(Collection entries)
** start **

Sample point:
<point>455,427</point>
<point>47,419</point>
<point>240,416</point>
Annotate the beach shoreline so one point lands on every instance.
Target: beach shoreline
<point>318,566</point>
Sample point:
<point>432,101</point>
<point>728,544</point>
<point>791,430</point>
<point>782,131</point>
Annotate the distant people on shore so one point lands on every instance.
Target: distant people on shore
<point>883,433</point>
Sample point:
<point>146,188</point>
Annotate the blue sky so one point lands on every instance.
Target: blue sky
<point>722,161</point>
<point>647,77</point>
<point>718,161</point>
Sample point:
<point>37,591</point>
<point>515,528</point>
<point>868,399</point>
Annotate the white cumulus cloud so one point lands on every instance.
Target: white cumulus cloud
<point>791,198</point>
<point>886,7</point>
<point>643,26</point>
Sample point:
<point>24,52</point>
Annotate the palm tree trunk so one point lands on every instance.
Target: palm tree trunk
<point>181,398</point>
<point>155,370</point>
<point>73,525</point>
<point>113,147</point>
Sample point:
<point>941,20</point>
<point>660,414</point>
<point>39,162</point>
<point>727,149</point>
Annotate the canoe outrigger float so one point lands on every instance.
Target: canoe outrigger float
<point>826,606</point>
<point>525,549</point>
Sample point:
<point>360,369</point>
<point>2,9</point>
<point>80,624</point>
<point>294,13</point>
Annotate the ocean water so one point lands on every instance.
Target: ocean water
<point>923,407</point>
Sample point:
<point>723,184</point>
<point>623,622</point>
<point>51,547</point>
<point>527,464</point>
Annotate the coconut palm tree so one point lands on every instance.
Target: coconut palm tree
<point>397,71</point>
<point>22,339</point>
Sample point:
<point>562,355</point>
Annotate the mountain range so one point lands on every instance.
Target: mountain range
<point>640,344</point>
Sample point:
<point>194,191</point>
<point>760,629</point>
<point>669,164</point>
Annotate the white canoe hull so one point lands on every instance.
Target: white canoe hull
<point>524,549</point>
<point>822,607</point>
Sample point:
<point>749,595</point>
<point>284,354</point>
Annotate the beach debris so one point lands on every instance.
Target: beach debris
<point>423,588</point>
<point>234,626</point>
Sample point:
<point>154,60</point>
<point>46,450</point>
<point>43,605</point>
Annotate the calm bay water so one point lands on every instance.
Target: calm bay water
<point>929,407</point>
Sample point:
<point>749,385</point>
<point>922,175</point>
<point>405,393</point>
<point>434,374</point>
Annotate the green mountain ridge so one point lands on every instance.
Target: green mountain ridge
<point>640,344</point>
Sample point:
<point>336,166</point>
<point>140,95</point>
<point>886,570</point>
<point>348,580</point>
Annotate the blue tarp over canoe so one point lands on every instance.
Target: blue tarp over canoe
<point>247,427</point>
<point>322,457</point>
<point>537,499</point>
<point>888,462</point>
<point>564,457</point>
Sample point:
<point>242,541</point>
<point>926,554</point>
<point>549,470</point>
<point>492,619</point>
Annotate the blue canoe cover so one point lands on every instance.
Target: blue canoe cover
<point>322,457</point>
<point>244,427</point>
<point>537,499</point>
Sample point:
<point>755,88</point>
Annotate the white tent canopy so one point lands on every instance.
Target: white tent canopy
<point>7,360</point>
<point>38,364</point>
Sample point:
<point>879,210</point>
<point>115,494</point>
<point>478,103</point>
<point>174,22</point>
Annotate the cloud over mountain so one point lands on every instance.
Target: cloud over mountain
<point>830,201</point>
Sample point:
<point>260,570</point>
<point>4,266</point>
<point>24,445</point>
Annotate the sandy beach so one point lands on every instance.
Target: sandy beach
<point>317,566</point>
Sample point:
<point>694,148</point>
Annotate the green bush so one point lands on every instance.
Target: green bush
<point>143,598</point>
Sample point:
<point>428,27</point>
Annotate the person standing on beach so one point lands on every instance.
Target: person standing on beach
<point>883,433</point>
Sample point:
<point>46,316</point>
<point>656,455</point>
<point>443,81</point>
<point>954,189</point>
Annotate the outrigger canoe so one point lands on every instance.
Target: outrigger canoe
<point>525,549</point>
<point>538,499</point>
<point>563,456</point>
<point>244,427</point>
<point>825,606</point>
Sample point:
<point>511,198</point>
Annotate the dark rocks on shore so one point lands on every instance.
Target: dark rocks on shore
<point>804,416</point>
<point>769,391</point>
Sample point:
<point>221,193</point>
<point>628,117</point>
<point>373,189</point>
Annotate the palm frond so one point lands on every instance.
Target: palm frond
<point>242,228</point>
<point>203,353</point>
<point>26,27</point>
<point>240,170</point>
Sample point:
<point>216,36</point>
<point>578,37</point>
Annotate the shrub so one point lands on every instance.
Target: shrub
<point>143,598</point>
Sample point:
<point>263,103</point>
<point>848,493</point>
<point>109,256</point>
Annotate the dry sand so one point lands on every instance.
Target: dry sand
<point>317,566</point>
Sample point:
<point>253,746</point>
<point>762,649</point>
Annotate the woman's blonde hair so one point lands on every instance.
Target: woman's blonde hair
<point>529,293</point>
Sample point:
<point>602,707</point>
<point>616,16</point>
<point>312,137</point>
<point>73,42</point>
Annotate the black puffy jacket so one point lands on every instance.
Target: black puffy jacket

** end **

Repeat the data exactly. Leave nothing out.

▶ [Written answer]:
Sample point:
<point>455,427</point>
<point>47,419</point>
<point>240,416</point>
Annotate the beach shoreline so one point lands on every instance.
Target: beach shoreline
<point>318,566</point>
Sample point:
<point>432,101</point>
<point>728,544</point>
<point>791,430</point>
<point>782,131</point>
Annotate the distant people on shore so one point lands on every instance.
Target: distant people on shore
<point>883,433</point>
Sample point:
<point>146,188</point>
Annotate the blue sky so one point lands on every instance.
Target: blue sky
<point>722,161</point>
<point>647,77</point>
<point>718,161</point>
Sample point:
<point>37,591</point>
<point>515,528</point>
<point>868,399</point>
Annotate the white cumulus cloud so one point lands on every instance.
Target: white cumulus cloud
<point>791,198</point>
<point>886,7</point>
<point>643,26</point>
Sample point:
<point>24,52</point>
Annotate the palm tree trunk so one point lands on every instance.
Target: palm tree trunk
<point>181,398</point>
<point>155,370</point>
<point>73,525</point>
<point>113,147</point>
Sample point:
<point>941,20</point>
<point>660,414</point>
<point>39,162</point>
<point>727,149</point>
Annotate the canoe outrigger float so one point lands on every instance.
Target: canoe outrigger float
<point>826,606</point>
<point>525,549</point>
Sample point:
<point>360,369</point>
<point>2,9</point>
<point>80,624</point>
<point>294,13</point>
Annotate the ocean water so one point lands on every instance.
Target: ocean water
<point>923,407</point>
Sample point:
<point>723,184</point>
<point>623,622</point>
<point>51,547</point>
<point>527,464</point>
Annotate the coconut palm tree so one point lands on every instance.
Target: coconut palm tree
<point>397,71</point>
<point>22,339</point>
Sample point:
<point>562,355</point>
Annotate the mountain range so one point lands on every instance.
Target: mountain range
<point>640,344</point>
Sample point:
<point>194,191</point>
<point>760,629</point>
<point>669,164</point>
Annotate the white canoe hull so one point lands on every instance.
Target: white canoe hull
<point>524,549</point>
<point>822,607</point>
Sample point:
<point>749,595</point>
<point>284,354</point>
Annotate the beach debris so one point lands on every instance.
Target: beach debris
<point>423,588</point>
<point>234,626</point>
Sample point:
<point>154,60</point>
<point>46,450</point>
<point>43,605</point>
Annotate the calm bay water so one point lands on every instance.
Target: calm bay water
<point>929,407</point>
Sample point:
<point>749,385</point>
<point>922,175</point>
<point>405,393</point>
<point>434,374</point>
Annotate the green mountain ridge so one point lands on every instance.
Target: green mountain ridge
<point>640,344</point>
Sample point:
<point>336,166</point>
<point>140,95</point>
<point>886,570</point>
<point>348,580</point>
Annotate the blue tarp over canoe so one point lands on every instance.
Target: blue tarp over canoe
<point>247,427</point>
<point>322,457</point>
<point>537,499</point>
<point>888,462</point>
<point>564,457</point>
Sample point:
<point>242,541</point>
<point>926,554</point>
<point>549,470</point>
<point>492,619</point>
Annotate the blue canoe cover so one point lands on every instance.
Target: blue canoe cover
<point>322,457</point>
<point>244,427</point>
<point>537,499</point>
Sample point:
<point>755,88</point>
Annotate the white tent canopy so one point lands on every instance.
Target: white tent canopy
<point>7,360</point>
<point>38,364</point>
Sample point:
<point>879,210</point>
<point>115,494</point>
<point>478,103</point>
<point>174,22</point>
Annotate the cloud over mountain so one point lands on every instance.
Target: cloud over mountain
<point>830,201</point>
Sample point:
<point>260,570</point>
<point>4,266</point>
<point>24,445</point>
Annotate the sandy beach so one point lands on every instance.
Target: sandy beach
<point>317,566</point>
Sample point:
<point>694,148</point>
Annotate the green bush so one point lands on every instance.
Target: green bush
<point>143,598</point>
Sample point:
<point>428,27</point>
Annotate the person standing on beach so one point lands on every instance.
Target: person standing on beach
<point>883,433</point>
Sample point:
<point>46,316</point>
<point>656,455</point>
<point>443,81</point>
<point>954,189</point>
Annotate the outrigger canoe so one point lands on every instance.
Target: outrigger canoe
<point>525,549</point>
<point>538,499</point>
<point>563,456</point>
<point>244,427</point>
<point>825,606</point>
Sample point:
<point>511,198</point>
Annotate the dark rocks on shore so one point lands on every instance.
Target: dark rocks on shore
<point>804,416</point>
<point>769,391</point>
Sample point:
<point>221,193</point>
<point>628,117</point>
<point>373,189</point>
Annotate the palm frond so one point lands on every instance.
Target: palm frond
<point>242,228</point>
<point>203,353</point>
<point>26,27</point>
<point>240,170</point>
Sample point:
<point>216,36</point>
<point>578,37</point>
Annotate the shrub so one point lands on every instance.
Target: shrub
<point>143,598</point>
Sample point:
<point>263,103</point>
<point>848,493</point>
<point>109,256</point>
Annotate the dry sand so one point lands on every instance.
Target: dry sand
<point>317,566</point>
Sample point:
<point>253,746</point>
<point>762,649</point>
Annotate the woman's blonde hair so one point lands on every instance.
Target: woman's blonde hair
<point>529,293</point>
Sample point:
<point>602,707</point>
<point>616,16</point>
<point>312,137</point>
<point>73,42</point>
Annotate the black puffy jacket so one point lands on every instance.
Target: black puffy jacket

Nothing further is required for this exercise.